Data extracted from a collection
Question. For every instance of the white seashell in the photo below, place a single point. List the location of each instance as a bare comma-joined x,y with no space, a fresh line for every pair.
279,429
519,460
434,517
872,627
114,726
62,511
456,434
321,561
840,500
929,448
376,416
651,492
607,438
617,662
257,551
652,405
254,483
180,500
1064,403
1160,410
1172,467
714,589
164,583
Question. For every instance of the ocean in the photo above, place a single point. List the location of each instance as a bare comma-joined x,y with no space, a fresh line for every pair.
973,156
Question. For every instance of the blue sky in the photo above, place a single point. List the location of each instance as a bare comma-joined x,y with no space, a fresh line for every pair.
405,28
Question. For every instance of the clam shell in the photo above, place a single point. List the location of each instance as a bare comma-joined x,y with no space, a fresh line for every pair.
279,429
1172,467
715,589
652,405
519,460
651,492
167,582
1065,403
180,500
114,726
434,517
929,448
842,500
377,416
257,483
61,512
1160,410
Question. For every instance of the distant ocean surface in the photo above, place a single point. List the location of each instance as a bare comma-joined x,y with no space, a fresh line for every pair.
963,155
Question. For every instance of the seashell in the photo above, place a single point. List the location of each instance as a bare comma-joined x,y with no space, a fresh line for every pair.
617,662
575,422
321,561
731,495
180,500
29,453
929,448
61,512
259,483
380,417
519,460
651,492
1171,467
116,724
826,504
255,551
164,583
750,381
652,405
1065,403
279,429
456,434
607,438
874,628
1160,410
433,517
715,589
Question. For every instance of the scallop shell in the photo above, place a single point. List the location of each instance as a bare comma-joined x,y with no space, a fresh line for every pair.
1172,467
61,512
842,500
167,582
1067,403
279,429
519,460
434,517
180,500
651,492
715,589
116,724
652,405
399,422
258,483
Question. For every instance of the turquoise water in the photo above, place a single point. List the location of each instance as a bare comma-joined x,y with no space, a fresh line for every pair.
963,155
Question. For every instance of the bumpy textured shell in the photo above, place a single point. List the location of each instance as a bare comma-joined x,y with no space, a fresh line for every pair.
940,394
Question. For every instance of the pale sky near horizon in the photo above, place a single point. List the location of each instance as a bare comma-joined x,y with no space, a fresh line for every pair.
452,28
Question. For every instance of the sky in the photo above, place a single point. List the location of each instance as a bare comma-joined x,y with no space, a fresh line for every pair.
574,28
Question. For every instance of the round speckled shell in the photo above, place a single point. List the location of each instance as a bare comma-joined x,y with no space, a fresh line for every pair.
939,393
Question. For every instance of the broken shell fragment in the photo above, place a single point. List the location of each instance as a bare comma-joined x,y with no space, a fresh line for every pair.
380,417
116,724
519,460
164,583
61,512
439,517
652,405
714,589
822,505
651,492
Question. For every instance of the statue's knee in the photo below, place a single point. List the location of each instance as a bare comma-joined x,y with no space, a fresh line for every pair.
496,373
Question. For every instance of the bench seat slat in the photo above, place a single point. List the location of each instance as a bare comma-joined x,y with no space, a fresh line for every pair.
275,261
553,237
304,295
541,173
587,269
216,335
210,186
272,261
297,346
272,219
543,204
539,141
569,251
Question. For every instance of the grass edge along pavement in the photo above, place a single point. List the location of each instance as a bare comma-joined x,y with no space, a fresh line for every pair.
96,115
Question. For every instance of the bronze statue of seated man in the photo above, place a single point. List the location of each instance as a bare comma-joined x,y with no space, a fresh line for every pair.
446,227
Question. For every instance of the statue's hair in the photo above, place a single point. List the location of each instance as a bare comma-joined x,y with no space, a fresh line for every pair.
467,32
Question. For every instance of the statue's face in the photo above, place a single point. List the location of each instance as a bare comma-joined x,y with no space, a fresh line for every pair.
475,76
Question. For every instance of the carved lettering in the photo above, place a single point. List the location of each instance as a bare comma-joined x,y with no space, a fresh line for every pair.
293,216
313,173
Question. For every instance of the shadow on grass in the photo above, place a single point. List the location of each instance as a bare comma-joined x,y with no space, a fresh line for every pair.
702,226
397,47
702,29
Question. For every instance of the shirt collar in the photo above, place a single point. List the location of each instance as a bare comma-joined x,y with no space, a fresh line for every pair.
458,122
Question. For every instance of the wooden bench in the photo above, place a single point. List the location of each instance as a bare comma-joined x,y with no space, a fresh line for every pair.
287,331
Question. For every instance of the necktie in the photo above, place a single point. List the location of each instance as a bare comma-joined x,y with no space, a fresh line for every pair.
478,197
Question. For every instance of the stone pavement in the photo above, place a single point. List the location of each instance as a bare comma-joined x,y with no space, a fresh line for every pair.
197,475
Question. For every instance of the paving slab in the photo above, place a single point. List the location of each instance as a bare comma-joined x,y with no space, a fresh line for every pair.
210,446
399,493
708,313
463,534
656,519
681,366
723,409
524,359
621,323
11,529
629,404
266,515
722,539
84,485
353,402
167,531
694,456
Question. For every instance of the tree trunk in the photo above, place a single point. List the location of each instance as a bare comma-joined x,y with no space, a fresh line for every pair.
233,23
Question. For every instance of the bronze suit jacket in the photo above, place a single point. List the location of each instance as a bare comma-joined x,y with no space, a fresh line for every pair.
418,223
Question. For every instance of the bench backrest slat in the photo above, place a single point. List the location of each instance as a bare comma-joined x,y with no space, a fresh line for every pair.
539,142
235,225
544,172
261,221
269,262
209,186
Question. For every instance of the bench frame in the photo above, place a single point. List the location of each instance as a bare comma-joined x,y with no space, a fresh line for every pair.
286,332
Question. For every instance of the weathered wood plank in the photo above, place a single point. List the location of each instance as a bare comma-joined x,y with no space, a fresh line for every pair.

__TASK REQUIREMENTS__
Word for word, set down all of the records above.

__RESPONSE TO THIS TASK__
Question. For every instance of the white seashell in the photo below, place a single point. List the location of each instance as a bare comma-joined x,y with no space, a fresh line for every pair.
279,429
519,460
434,517
872,627
114,726
62,511
456,434
321,561
840,500
929,448
376,416
651,492
607,438
617,662
257,551
652,405
254,483
180,500
1064,403
1160,410
1172,467
714,589
164,583
Question. For every instance of the ocean in the photo above, place a single point. List the location of each instance as a bare comma-joined x,y with no space, a fresh line for every pair.
973,156
Question. For every instance of the blue sky in the photo above, place a single point. List the location of each instance as a bare comma-joined x,y with no space, a fresh line for every pair.
405,28
Question. For every instance of the clam shell in the photo above, place a single point. List the location of each instance as a bare comma-joined x,y with no space, a fresh line for every pair.
279,429
1172,467
715,589
652,405
519,460
651,492
167,582
1065,403
180,500
114,726
434,517
929,448
842,500
377,416
257,483
61,512
1160,410
Question. For every instance of the distant ocean surface in the photo above, place a single point. List the location of each instance as a bare comma-joined x,y with no space, a fresh line for every pair.
963,155
Question. For every instance of the seashell in the photo above, place a single point. List the location of each instance as a bare comma-joined x,y with no space, a fresh line for every pair.
617,662
575,422
321,561
731,495
180,500
29,453
929,448
61,512
259,483
380,417
519,460
651,492
1171,467
116,724
826,504
255,551
164,583
750,381
652,405
1065,403
279,429
456,434
607,438
874,628
1160,410
433,517
715,589
Question. For every instance of the scallop shell in the photo above, place a single point. List the location of each instance as a bare comma-joined x,y with no space, a fresh line for every pair.
1172,467
61,512
842,500
167,582
1067,403
279,429
519,460
434,517
180,500
651,492
715,589
116,724
652,405
399,422
258,483
Question. For every instance of the turquoise water in the photo above, place a single point. List the location of each instance as a bare comma-joined x,y with no space, a fresh line for every pair.
963,155
Question. For every instance of the bumpy textured shell in the photo above, place a single point. List the location of each instance as a bare comma-joined x,y with no space, a fresh line for every pair.
940,394
Question. For every instance of the pale sky near horizon in the photo above, place a single point. List the location of each instance as a bare comma-joined x,y with no space, a fresh line for every pair.
452,28
Question. For every instance of the sky in the photo above, place a single point. List the location of each instance as a bare comma-joined x,y with no space, a fresh line for every pair.
574,28
Question. For every instance of the round speckled shell in the photo above, place a single point. List the location of each instance as a bare comma-joined x,y with no space, a fresh line for every pair.
939,393
Question. For every instance of the broken shell fragment in the photo above, place a single point. List the location of each instance as a bare comma-joined x,y with no space, a fresh line for every pair.
380,417
116,724
519,460
164,583
61,512
439,517
652,405
714,589
822,505
651,492
Question. For every instance of the statue's knee in the photo below, place a single point. List the location of each instance as a bare comma-joined x,y with no space, a fresh line for every pair.
496,373
Question. For every instance of the bench seat slat in the photo above, place a single point. List the location of each instance as a bare comma-joined x,y with no space, a fresh line for every pair.
275,261
553,237
304,295
541,173
587,269
216,335
210,186
272,261
297,346
272,219
543,204
539,141
569,251
Question. For every instance of the grass edge along pavement in the photo above, place a single point. List the location of each instance as a bare comma-joined x,y with no space, a fresh line for every pair.
96,115
Question. For every instance of the bronze statue of seated man in the photo above, place a single point. List the location of each instance as a bare comma-joined x,y with no space, a fresh line for every pair.
446,227
Question. For every instance of the statue's hair in the photo above, place a single point. List the location of each instance as a bare comma-joined x,y with no space, a fresh line for every pair.
467,32
Question. For every instance of the statue's face in the photo above, place a single point. List the location of each instance as a bare comma-joined x,y with no space, a fresh line for every pair.
475,76
Question. For every instance of the carved lettering in the photo above, place a single point. List the location of each instance as a bare comma-joined x,y with no space, a fresh line for every pair.
293,216
313,173
Question. For every instance of the shadow on grass in the photo above, place a single point. List the location of each instance as a bare comma-joined x,y with no space, a fresh line for every pair.
702,226
397,47
702,29
Question. For every instance of the shirt collar in the photo above, place a single point. List the location of each instance as a bare comma-joined x,y with no space, a fresh line for every pair.
458,122
Question. For every instance of the wooden bench in the photo above, place a single point. List the location of each instance as a bare comma-joined x,y with no space, a fresh line for every pair.
287,331
Question. For every instance of the necktie in the photo above, place a single point. List the location of each instance as a bare comma-joined x,y with no space, a fresh line for every pair.
478,197
Question. For every instance of the stone pavement in the photo above, place a single point. List the location of each instance as a bare comma-joined x,y with no space, a fresh line for every pair.
197,475
Question. For every instance of the paving slab in the photo above, place a single point. List the location of each instance as a bare comma-joined x,y with no space, a fresh line for every pair.
210,446
399,493
708,313
463,534
656,519
681,366
723,409
524,359
621,323
11,529
629,404
266,515
722,539
84,485
353,402
167,531
694,456
Question. For every instance of the tree trunk in the photo above, place a single point. List the location of each instance as a bare comma-joined x,y with no space, a fresh line for every pair.
233,23
Question. For every instance of the bronze suit jacket in the photo above, place a single point. List the location of each instance as a bare comma-joined x,y with no space, a fresh line for every pair.
418,223
Question. For every instance of the bench backrest slat in the photo above, place a single point. List the location of each instance as a bare comma-joined x,y with no space, a fresh line for every pair.
539,142
235,225
544,172
261,221
269,262
209,186
Question. For every instance of the bench frame in the photo above, place a single point. List the location of each instance as a bare comma-joined x,y with no space, a fresh line for every pair.
286,332
Question. For every instance of the weathered wood plank in the photo above, place a single point. List the location of each instance as a bare comma-joined x,y with no space, a fresh line for every pair.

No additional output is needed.